*** Opening Record extracts ***
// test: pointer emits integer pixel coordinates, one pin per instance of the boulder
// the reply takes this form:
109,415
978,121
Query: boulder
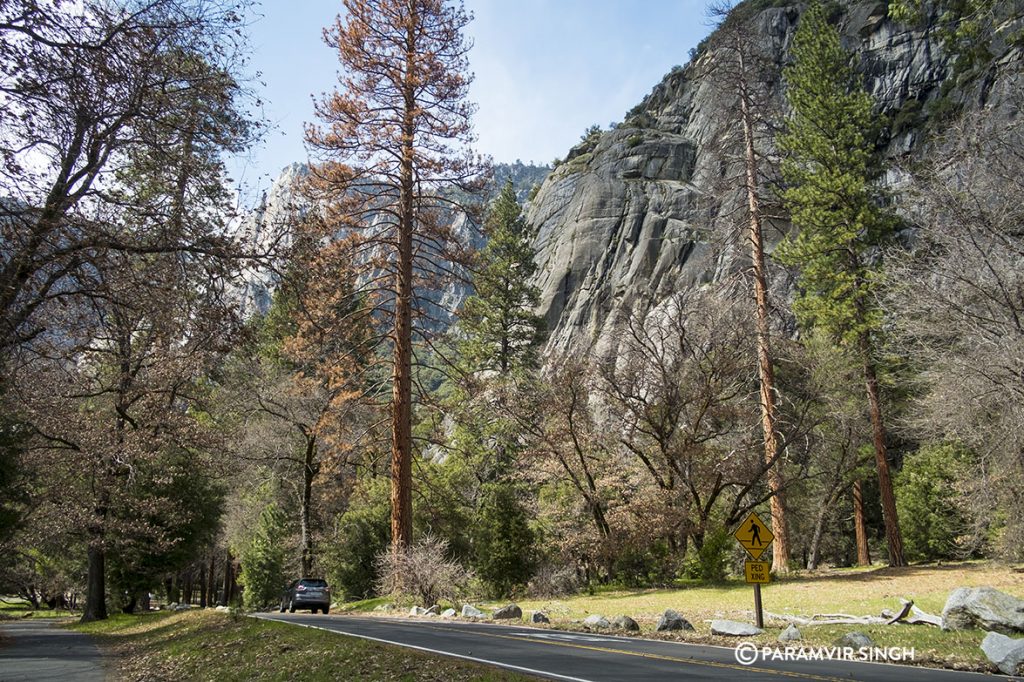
791,634
1006,652
470,611
854,640
985,608
506,612
625,623
673,621
734,629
*** Closing Record extracts ***
**How to complete this task:** Could every entry above be printed again exactly, images excluded?

**Task output:**
// test: pointer emits integer pixel coordinates, one pin per instance of the boulder
// the reply takes this form:
109,415
978,121
Query: boulder
791,634
1006,652
470,611
854,640
985,608
506,612
625,623
673,621
734,629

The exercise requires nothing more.